Extrait fourni:
+ + + + + + +
Si le morceau d'ouverture « La terre des hommes providentiels » met directement dans le bain de la noirceur, plus rentre-dedans, brut et direct, moins agrémenté d'ornements périphériques que ce que l'on a pu connaître chez le groupe, « Nouvelles normes en vigueur » qui lui fait suite est déjà un excellent exemple de ce qu'on trouvera disséminé sur cet album, où on retrouve ce riffing « à la Potence » marqué par des mélodies saillantes et des riffs en dents de scie, qui ici alternent avec des parties blastées, sur cette fin cathartique par exemple, ou ces ralentissements plus post, qui sur certaines sections du disque peuvent parfois faire penser aux effondrements civilisationnels de chez Time to burn (dont on se souvient encore de l'excellent Is.Land).
Sans s'aventurer plus loin dans la description détaillée des morceaux, Cinq Années de Nuit est un disque que j'attendais et dont j'attendais beaucoup, et qui à mon sens comble ces attentes.
+ + + + + + +
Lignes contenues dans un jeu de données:
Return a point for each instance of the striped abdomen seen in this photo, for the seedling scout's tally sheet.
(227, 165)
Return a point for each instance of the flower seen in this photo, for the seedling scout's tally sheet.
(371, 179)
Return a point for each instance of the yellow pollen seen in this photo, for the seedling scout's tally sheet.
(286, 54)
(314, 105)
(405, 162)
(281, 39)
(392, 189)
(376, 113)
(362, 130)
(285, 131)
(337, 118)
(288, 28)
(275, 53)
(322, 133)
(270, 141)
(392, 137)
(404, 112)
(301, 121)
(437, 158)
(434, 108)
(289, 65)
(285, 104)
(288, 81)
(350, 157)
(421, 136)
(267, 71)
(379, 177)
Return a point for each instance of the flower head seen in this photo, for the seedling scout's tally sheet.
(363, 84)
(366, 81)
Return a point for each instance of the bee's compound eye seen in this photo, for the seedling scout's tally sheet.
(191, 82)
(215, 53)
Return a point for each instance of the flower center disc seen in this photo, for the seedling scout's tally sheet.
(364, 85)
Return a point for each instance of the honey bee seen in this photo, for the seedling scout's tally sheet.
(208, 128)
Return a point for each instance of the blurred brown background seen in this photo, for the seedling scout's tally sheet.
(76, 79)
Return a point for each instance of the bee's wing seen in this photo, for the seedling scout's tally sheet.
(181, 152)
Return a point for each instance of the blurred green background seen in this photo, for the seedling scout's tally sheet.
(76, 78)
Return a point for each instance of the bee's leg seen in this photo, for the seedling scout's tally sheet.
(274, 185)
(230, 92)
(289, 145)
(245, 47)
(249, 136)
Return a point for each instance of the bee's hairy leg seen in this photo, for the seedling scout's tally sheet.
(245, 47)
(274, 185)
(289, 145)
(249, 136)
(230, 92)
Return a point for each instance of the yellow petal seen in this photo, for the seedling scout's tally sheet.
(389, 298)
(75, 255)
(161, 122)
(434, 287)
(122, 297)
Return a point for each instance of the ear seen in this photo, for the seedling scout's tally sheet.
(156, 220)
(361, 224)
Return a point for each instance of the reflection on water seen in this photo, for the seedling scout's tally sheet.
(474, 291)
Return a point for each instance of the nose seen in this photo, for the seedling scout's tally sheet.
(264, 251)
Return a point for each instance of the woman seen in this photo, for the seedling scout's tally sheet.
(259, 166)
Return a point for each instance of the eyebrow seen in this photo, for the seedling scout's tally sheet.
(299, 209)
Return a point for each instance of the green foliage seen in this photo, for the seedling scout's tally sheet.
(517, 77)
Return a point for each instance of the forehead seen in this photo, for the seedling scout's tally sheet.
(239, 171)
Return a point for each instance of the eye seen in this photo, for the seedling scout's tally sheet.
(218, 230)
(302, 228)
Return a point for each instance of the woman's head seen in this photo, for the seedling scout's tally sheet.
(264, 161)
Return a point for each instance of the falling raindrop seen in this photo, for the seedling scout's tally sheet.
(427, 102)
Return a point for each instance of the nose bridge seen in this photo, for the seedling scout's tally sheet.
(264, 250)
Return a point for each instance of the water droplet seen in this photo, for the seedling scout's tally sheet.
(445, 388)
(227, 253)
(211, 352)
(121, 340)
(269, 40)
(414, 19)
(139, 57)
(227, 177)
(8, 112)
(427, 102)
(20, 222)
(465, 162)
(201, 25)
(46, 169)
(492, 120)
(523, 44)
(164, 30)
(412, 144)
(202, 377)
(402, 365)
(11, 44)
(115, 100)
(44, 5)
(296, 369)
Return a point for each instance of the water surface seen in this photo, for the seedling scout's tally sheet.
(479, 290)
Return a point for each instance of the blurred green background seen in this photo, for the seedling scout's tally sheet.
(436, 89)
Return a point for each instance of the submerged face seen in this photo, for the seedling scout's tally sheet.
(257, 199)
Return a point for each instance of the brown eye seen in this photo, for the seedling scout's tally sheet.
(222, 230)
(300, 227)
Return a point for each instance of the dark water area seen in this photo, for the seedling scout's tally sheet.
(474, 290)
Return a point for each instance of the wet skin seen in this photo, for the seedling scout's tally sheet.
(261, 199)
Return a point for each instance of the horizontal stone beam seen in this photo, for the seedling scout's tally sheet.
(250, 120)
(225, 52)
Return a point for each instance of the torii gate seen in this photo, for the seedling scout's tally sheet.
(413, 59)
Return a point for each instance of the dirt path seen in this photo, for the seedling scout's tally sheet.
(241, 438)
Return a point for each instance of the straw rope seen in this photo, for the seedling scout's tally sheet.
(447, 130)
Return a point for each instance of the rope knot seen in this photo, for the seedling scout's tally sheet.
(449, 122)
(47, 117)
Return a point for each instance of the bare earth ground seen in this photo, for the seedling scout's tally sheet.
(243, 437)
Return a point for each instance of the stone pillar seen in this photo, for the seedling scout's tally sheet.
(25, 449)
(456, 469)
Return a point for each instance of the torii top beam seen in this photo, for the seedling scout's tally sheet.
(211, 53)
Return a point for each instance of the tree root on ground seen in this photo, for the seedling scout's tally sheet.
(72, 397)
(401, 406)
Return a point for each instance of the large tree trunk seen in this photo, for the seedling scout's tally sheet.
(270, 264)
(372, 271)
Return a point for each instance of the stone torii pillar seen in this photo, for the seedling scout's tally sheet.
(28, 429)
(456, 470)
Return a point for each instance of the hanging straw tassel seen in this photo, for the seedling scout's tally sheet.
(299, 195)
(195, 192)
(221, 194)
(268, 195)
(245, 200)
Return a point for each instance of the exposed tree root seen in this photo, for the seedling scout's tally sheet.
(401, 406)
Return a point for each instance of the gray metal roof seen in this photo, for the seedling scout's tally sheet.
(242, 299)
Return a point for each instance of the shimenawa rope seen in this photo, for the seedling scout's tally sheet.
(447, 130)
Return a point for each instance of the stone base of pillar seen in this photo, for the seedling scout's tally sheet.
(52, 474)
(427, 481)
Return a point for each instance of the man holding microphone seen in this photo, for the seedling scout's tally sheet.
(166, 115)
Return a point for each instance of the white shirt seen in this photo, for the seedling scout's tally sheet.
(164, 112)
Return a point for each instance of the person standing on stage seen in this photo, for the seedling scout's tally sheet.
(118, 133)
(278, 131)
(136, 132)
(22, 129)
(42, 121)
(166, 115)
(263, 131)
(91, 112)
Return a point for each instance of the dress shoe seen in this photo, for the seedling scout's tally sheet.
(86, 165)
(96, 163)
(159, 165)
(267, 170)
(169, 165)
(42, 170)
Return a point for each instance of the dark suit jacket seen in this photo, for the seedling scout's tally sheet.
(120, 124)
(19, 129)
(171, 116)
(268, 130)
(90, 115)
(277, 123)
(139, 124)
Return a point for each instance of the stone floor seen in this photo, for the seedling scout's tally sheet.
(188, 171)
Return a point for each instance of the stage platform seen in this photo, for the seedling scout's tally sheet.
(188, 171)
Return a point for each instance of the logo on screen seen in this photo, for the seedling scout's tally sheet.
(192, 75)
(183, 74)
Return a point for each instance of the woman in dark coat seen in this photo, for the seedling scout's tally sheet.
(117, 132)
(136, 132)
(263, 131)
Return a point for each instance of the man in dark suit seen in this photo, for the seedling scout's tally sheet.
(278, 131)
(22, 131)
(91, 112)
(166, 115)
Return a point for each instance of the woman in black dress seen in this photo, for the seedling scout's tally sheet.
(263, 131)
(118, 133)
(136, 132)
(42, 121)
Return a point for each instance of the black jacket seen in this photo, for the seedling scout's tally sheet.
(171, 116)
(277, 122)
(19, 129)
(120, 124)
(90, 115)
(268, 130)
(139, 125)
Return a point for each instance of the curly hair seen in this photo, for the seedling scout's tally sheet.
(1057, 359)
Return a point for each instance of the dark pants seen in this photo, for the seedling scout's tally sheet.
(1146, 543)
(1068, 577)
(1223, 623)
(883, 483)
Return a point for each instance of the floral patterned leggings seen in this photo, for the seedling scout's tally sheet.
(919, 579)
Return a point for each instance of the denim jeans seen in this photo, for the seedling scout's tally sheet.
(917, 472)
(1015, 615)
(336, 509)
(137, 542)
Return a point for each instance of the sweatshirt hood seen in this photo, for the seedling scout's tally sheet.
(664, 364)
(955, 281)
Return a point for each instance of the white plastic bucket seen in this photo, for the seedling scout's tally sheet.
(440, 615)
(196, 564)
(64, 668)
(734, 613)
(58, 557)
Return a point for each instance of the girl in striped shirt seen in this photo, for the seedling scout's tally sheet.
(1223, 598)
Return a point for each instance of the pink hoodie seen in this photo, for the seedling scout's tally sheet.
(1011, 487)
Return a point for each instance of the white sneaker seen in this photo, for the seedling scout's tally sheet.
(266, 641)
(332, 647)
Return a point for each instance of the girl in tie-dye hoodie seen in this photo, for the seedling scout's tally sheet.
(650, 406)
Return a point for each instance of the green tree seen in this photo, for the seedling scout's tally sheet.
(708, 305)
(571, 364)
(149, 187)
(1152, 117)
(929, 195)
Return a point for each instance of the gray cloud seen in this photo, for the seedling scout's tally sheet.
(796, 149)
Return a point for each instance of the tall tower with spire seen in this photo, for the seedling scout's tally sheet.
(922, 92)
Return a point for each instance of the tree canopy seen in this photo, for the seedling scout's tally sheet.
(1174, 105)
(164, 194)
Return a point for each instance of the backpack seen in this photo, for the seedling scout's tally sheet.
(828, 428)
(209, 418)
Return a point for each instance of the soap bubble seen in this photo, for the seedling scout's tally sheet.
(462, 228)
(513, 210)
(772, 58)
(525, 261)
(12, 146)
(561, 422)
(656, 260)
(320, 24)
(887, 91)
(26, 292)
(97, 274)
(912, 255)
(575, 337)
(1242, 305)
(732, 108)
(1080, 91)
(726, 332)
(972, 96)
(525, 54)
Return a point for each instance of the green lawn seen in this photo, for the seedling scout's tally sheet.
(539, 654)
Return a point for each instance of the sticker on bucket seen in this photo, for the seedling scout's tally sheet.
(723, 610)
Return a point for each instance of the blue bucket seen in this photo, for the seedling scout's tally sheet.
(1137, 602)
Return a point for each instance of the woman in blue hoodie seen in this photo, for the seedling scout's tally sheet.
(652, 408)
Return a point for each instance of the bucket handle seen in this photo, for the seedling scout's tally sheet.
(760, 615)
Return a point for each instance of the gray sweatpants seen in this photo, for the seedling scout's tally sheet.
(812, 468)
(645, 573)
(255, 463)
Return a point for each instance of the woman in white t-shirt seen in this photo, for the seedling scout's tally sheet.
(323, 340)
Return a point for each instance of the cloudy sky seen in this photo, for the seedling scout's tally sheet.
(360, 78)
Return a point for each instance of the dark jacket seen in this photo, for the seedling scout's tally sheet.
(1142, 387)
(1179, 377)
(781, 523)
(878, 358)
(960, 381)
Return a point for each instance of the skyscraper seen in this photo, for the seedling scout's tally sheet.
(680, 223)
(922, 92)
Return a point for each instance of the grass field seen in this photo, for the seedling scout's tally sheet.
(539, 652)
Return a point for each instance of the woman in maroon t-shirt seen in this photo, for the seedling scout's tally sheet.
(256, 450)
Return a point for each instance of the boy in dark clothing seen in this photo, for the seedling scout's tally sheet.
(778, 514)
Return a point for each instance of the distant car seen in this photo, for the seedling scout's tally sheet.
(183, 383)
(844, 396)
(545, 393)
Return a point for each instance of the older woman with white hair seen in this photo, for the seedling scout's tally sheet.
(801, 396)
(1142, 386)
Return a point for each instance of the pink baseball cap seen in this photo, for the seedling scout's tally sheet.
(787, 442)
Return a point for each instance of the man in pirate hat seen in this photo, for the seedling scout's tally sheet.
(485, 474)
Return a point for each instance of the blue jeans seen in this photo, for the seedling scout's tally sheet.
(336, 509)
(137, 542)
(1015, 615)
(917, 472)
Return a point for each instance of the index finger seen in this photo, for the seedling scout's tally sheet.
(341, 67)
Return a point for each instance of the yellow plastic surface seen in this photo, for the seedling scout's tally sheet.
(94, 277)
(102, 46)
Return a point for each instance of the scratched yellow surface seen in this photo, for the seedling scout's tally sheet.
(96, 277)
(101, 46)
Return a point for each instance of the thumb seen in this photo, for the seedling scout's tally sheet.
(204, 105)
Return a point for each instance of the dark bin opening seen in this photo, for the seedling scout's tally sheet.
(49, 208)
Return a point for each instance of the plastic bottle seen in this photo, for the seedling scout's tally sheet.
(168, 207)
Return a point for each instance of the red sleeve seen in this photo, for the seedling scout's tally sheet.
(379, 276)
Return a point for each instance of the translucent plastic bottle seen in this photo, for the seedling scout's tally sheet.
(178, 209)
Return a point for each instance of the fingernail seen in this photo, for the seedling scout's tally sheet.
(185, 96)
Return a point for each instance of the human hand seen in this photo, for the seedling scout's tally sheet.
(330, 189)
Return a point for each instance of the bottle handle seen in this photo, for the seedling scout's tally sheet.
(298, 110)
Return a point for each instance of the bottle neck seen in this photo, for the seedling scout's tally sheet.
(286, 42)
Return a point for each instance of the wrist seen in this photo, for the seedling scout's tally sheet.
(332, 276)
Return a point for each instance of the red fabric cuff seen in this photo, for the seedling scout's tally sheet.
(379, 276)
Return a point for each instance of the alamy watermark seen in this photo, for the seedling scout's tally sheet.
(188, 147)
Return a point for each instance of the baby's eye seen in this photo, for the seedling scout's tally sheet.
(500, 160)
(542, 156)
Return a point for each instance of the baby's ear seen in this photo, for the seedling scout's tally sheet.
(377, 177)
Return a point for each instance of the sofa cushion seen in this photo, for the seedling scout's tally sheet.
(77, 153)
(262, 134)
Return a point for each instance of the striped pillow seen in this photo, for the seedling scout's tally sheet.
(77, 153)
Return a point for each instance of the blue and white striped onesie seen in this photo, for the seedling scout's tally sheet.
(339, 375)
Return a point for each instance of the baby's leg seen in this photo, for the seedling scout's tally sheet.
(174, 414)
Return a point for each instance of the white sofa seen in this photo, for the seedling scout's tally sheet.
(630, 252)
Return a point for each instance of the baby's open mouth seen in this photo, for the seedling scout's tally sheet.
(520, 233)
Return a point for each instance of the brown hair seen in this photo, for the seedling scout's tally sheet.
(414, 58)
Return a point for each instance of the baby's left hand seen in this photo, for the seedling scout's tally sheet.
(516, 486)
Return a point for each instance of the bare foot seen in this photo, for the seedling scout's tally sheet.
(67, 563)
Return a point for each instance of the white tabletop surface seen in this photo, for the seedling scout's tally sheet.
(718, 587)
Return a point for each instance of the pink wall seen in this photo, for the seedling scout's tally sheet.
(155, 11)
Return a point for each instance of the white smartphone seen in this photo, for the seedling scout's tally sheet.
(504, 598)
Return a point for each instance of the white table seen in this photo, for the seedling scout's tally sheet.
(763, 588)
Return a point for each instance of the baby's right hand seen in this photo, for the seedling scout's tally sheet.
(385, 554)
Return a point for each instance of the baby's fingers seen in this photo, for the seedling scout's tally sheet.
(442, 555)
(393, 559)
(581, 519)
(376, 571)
+ + + + + + +
Mettez à jour la partie de l'extrait qui s'ouvre sur les mots contenant « Si le morceau » et se clôt sur « de l'excellent Is.Land). », en y remplaçant « album » par « enregistrement ». Appuyez-vous uniquement sur l'extrait.

Résultat de l'exercice:
Si le morceau d'ouverture « La terre des hommes providentiels » met directement dans le bain de la noirceur, plus rentre-dedans, brut et direct, moins agrémenté d'ornements périphériques que ce que l'on a pu connaître chez le groupe, « Nouvelles normes en vigueur » qui lui fait suite est déjà un excellent exemple de ce qu'on trouvera disséminé sur cet enregistrement, où on retrouve ce riffing « à la Potence » marqué par des mélodies saillantes et des riffs en dents de scie, qui ici alternent avec des parties blastées, sur cette fin cathartique par exemple, ou ces ralentissements plus post, qui sur certaines sections du disque peuvent parfois faire penser aux effondrements civilisationnels de chez Time to burn (dont on se souvient encore de l'excellent Is.Land).